━━━━━ SUPPLIED MATERIAL ━━━━━

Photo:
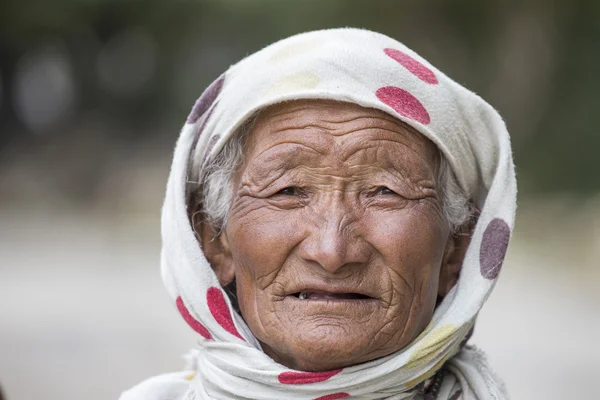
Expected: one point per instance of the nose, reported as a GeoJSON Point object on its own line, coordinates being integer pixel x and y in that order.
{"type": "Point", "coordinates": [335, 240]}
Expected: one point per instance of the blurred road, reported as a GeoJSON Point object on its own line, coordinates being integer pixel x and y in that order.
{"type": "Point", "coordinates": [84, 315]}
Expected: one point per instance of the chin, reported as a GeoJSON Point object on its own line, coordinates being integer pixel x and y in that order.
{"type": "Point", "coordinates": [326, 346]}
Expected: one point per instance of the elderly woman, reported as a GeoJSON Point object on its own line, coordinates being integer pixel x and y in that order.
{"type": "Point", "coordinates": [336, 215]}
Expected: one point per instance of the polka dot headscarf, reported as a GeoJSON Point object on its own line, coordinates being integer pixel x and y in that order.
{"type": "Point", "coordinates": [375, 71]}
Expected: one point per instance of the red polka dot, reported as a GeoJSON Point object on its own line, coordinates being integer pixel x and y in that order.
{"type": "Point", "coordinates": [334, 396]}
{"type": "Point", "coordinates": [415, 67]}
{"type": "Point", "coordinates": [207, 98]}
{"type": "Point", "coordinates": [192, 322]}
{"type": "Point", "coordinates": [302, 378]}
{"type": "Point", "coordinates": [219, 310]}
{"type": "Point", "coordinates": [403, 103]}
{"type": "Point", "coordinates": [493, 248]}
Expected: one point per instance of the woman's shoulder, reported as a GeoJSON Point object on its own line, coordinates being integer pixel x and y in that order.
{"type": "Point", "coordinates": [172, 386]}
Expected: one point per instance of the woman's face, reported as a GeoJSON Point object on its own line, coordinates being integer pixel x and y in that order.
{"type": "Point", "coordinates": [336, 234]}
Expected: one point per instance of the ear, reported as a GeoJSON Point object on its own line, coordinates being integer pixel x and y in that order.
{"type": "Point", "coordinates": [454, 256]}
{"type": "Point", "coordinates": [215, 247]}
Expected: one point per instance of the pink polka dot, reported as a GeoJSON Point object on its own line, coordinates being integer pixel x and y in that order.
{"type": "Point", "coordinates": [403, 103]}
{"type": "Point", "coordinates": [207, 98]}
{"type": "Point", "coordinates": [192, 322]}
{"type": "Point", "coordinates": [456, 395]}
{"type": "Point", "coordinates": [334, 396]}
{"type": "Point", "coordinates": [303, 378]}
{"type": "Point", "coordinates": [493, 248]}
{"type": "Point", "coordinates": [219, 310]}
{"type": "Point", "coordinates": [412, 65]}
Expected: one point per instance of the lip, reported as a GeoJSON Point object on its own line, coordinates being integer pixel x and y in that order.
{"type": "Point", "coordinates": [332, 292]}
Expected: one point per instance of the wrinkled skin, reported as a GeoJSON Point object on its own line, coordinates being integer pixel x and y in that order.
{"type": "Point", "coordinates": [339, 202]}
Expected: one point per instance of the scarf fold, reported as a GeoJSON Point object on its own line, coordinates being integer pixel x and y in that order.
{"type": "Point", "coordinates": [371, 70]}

━━━━━
━━━━━ SUPPLIED MATERIAL ━━━━━

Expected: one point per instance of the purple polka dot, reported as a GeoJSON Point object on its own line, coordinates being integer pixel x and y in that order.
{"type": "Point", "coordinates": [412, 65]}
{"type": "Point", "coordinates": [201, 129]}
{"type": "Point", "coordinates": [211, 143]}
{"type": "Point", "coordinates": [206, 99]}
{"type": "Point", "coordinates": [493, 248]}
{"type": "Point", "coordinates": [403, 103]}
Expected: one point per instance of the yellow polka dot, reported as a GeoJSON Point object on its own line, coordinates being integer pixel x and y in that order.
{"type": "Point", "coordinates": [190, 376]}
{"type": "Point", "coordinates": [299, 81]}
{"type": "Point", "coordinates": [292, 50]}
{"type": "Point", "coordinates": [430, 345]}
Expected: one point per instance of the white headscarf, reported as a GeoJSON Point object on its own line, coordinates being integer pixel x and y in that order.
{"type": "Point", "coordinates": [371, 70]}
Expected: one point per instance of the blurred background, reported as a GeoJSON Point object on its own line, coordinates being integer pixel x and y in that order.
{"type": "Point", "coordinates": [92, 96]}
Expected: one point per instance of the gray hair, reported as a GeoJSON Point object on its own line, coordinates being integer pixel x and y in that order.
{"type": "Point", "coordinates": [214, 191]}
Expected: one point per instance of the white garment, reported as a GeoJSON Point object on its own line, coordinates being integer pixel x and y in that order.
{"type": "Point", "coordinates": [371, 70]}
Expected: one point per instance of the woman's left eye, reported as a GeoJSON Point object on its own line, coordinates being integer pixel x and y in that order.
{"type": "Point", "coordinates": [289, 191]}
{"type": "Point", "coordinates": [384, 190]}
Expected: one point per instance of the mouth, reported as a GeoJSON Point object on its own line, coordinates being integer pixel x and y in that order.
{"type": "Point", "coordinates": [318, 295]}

━━━━━
━━━━━ SUPPLIED MATERIAL ━━━━━

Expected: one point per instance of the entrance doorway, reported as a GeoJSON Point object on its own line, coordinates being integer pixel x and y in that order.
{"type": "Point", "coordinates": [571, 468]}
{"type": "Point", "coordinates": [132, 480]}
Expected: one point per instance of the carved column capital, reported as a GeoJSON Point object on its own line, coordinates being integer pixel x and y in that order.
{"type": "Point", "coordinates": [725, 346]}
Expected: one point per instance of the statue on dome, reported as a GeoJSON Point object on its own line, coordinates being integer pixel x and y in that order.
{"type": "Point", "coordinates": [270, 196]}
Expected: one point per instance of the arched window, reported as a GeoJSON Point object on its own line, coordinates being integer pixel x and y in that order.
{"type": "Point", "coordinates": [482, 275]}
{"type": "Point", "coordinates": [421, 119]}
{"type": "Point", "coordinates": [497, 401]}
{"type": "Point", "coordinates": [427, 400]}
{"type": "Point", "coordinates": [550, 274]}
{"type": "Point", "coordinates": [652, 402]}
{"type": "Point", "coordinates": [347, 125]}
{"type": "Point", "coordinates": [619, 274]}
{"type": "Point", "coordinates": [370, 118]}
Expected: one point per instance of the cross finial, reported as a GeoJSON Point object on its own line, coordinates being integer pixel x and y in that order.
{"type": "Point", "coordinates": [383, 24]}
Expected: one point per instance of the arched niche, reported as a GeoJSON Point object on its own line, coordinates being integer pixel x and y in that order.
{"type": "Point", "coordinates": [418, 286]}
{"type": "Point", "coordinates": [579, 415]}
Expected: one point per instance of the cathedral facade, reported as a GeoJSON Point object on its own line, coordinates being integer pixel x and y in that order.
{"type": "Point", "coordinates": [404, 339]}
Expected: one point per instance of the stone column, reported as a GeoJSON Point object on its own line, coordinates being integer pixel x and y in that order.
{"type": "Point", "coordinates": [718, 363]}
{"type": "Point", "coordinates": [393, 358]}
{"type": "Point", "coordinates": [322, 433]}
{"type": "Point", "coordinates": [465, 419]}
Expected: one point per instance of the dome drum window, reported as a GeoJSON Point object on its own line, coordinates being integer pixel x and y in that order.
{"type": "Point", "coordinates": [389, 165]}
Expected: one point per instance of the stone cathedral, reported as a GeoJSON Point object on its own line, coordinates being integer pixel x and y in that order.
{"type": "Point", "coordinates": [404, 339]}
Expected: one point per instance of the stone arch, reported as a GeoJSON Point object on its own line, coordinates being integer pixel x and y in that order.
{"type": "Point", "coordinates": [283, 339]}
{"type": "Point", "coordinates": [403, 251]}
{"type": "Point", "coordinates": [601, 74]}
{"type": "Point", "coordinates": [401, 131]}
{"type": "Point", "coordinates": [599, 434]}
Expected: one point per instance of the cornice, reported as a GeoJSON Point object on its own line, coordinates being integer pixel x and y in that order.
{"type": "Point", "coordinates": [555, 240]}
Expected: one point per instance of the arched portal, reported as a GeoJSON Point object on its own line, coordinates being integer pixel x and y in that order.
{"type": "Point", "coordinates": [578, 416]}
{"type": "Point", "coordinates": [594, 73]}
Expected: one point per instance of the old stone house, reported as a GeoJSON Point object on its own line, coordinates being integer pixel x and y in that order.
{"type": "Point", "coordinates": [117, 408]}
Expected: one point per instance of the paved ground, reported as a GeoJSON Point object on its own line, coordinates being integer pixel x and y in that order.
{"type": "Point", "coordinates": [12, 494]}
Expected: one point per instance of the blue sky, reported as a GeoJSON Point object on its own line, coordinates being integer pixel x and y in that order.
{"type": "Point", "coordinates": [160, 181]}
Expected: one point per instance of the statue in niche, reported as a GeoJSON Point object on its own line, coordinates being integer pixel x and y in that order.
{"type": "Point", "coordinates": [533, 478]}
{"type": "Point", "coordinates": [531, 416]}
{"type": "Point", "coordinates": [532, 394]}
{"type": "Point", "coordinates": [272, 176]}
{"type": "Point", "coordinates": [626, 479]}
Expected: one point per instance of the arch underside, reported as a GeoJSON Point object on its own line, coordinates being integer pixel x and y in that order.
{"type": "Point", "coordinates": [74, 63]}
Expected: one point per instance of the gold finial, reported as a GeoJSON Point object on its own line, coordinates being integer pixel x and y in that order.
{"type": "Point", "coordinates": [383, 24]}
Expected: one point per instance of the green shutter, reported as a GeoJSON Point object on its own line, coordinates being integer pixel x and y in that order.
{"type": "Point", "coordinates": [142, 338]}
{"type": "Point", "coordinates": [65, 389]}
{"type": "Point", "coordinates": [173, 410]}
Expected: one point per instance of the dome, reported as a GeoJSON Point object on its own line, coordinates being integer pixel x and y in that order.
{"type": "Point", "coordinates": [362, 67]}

━━━━━

TO DO: Pick out every line in the records above that contains the word "window" and copy each of those lines in full.

SOLUTION FOR THIS TASK:
Expected: one point per instance of the arched window, reported as a GeoJSON Point object on its own line, coordinates being integer pixel x and y in that order.
Expected: one point per instance of the dome drum window, reported as a GeoJSON Point object on its own line, coordinates being integer pixel x and y in that order.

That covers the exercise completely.